**Exercise details**:
Pick up the article on active listening with your teen below and keep writing it, starting right after its last paragraph, the one about eye contact.
===== Source passage =====
Why try Active Listening with your Teen?

What is Active Listening & why should I use it?

Have you ever been told “You don’t get it!” Sometimes it might be a tense situation you’re in and emotions are overwhelming. Other times your teen might have the feeling that they told you something and were misunderstood. Knowing how to apply Active Listening will improve your relationship with your teen and they’ll be more likely to open up to you. 


Active Listening should take an essential role in our communication repertoire. It’s conversation 101. But it can and should be used in any conversation. You might start to think your child is a completely different person after you change YOUR behavior towards them. It’s so powerful. 


When we show that we’re really listening, it’s much more rewarding for the person talking to us, and we’ll get more out of it too. In a nutshell, this is called Active Listening, and it can help avoid misunderstanding and reduce the potential for conflict. Who doesn’t like that!


Here are some easy ways to make your communication with your teen more effective and make them feel more valued.


  1. Face your teen and have eye contact

Depending on where you usually get to talk to your teen. Maybe you sit together at dinner, or after school, maybe they’re just yelling out of the room behind closed doors. Either way, make sure you get some actual face time with your child. 


Eye contact is an important part of face-to-face conversation. You might have been in a situation yourself where you noticed someone was giving you an intense look. It’s because too much eye contact can be intimidating. So adapt this to the situation you’re in. Try breaking eye contact every five seconds or so. You can switch between their right eye and left eye, then switch looking at their mouth. Be aware, when you look down, you might appear as if you want to close the conversation. So instead, if you look away, choose to look up or to the side.
===== Data =====
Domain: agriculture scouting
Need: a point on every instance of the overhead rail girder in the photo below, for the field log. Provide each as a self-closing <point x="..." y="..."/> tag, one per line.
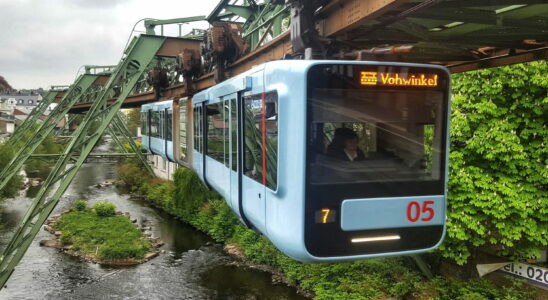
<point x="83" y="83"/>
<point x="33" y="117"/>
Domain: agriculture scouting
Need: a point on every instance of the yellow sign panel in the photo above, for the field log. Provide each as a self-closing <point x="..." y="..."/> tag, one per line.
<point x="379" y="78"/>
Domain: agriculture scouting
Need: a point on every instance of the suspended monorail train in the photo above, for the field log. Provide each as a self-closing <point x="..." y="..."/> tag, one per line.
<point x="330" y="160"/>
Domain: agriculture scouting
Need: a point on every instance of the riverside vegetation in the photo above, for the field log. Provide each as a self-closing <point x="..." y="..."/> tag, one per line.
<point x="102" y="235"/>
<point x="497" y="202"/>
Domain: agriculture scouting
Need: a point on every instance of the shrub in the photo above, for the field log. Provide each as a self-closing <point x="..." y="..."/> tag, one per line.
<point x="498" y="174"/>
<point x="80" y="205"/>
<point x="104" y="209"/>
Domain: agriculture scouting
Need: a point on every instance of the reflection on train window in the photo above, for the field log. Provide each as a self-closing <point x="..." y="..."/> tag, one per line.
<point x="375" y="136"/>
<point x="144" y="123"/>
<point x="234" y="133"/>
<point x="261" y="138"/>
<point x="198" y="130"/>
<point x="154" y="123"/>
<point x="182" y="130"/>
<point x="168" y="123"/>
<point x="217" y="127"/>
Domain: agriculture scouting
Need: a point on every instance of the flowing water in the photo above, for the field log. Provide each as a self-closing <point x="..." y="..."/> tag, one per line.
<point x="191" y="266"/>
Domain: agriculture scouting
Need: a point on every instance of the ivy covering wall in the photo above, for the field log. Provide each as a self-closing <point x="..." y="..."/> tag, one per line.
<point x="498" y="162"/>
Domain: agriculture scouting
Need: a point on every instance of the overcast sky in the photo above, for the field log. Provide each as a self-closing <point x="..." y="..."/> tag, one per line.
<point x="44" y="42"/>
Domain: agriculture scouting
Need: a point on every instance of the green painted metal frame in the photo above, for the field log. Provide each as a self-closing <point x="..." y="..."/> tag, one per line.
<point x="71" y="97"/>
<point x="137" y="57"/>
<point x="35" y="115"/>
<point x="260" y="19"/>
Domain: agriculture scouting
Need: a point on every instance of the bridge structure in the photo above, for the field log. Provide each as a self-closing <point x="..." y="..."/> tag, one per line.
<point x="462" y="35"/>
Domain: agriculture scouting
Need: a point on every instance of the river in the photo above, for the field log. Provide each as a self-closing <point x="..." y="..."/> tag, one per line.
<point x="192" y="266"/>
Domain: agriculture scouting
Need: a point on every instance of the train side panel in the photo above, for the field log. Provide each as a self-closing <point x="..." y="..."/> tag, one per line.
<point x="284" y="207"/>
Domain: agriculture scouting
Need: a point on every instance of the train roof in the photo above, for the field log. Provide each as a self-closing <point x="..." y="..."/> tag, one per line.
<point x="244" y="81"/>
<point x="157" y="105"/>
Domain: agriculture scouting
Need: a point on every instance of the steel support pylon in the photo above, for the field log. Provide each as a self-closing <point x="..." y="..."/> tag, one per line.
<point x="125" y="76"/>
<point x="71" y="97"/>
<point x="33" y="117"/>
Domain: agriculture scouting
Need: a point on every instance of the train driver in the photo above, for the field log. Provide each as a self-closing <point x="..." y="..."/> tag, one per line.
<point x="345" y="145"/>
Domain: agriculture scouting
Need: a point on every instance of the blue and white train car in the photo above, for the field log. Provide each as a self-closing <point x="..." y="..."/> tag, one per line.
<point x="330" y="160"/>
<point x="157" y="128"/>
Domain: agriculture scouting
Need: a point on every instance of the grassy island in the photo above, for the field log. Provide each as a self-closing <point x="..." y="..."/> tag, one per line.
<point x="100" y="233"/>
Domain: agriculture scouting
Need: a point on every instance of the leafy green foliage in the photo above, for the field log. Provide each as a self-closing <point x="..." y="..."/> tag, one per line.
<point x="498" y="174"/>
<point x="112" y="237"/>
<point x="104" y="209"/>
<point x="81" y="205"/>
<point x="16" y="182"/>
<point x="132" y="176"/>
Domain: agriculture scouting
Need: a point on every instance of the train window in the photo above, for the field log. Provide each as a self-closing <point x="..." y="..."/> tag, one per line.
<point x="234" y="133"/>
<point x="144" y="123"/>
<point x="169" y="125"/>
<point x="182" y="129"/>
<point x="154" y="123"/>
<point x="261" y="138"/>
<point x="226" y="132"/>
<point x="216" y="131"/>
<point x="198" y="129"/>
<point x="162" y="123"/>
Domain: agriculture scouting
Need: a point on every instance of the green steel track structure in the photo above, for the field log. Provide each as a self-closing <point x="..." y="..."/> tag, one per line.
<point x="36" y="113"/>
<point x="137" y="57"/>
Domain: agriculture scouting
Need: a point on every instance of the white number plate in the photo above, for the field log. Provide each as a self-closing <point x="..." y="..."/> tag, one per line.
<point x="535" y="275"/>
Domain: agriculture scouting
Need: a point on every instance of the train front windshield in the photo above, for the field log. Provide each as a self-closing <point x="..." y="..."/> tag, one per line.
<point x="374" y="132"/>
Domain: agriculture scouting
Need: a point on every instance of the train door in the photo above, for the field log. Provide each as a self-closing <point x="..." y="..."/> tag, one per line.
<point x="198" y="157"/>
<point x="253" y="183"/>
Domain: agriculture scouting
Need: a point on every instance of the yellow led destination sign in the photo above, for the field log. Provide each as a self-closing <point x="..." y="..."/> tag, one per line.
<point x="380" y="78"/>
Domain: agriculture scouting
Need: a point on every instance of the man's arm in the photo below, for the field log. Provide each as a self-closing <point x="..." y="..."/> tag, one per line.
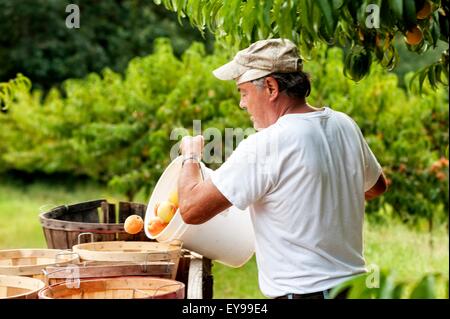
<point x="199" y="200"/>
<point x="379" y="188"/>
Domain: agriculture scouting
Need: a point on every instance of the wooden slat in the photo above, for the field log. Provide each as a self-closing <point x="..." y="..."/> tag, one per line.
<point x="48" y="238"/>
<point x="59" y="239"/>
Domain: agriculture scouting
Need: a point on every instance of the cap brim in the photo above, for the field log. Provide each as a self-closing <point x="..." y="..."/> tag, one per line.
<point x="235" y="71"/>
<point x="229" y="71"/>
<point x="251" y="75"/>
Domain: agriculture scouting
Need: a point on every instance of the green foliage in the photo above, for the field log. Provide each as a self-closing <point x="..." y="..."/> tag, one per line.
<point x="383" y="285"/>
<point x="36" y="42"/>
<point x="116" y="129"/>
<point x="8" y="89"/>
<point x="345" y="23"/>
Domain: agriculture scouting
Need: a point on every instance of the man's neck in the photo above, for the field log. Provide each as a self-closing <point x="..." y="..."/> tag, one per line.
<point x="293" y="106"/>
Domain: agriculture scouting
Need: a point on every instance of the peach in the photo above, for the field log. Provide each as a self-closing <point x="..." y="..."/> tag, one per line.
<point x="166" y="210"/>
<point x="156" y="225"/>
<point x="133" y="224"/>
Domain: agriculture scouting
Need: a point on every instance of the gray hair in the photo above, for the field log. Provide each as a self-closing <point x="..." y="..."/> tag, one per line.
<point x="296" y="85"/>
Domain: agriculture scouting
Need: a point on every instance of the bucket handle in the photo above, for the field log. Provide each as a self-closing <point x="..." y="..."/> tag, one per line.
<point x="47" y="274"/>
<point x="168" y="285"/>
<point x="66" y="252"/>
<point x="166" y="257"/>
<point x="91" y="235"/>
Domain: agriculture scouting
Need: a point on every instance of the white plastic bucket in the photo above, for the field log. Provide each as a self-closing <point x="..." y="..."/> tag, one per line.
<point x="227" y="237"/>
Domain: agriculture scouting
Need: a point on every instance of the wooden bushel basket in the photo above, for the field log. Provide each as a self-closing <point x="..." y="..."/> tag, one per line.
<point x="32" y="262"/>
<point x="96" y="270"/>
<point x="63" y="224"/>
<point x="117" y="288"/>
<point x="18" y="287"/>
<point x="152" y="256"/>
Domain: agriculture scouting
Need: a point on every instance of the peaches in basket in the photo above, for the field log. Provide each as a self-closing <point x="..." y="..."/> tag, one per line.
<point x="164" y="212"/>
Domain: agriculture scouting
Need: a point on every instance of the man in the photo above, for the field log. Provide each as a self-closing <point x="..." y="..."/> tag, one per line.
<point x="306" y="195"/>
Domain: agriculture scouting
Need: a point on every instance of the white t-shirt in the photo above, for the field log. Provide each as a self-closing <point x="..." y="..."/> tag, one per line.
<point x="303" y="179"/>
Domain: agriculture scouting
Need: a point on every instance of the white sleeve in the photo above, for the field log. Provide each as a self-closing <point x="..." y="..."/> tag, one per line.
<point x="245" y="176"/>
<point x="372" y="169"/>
=====
**Output of the exercise**:
Is your posture open?

You might notice you want to move backwards or cross your arms when someone tells you something you don’t necessarily like. So with your teen consciously try to lean slightly forward or sideways whilst sitting. You can tilt your head, smile and nod to show that you’re listening. Avoid crossed arms and crossed legs because that can make you look defensive. 


  1. What are your teen’s “non-verbal” cues?

Pay attention to what your teen is saying with their body language when you talk to them. Facial expressions give away a lot more than words do. Maybe you’ve asked your teen if they were ok, and they answered with ‘yes’ but at the same time they were tilting or shaking their head (meaning ‘not really’). This is the time to ask the right questions (e.g. ‘What would you say could be better right now?’)  Also their tone of voice and gestures can tell you just as much as what they say in words. So be attentive.


  1. No interruptions

Being interrupted is frustrating for your child – it gives the impression that you think you’re more important, or that you don’t have time for what they have to say. You should make them want to open up to you. If you are naturally a quicker thinker or speaker, force yourself to slow down so that they can express themselves. Remember, a pause or a few seconds of silence doesn’t mean that you have to jump in. Letting your child speak will make it easier for you to understand their message, too. If you feel the conversation is getting sidetracked, steer it back by saying, “So, you were telling me about…”


  1. Listen without judging, opinions or solutions

If you hear something you don’t like, you might say something against it. That’s totally normal. Just be aware that this might change what your teen is going to say next. 


If you start reacting emotionally to what your teen is telling you, then it can get in the way of listening to what is said next. Try to focus on listening. Equally, don’t assume that you know what your teen is going to say next. 


With Active Listening it’s important to not impose your opinions or solutions even if it’s not always easy. Listening can be much more rewarding than telling someone what they should do. So when your teen has a problem, this is a time when they probably want to tell you how they’re feeling, and get things off their chest, rather than get lots of advice about what they should be doing. Unless they’re asking for your advice of course.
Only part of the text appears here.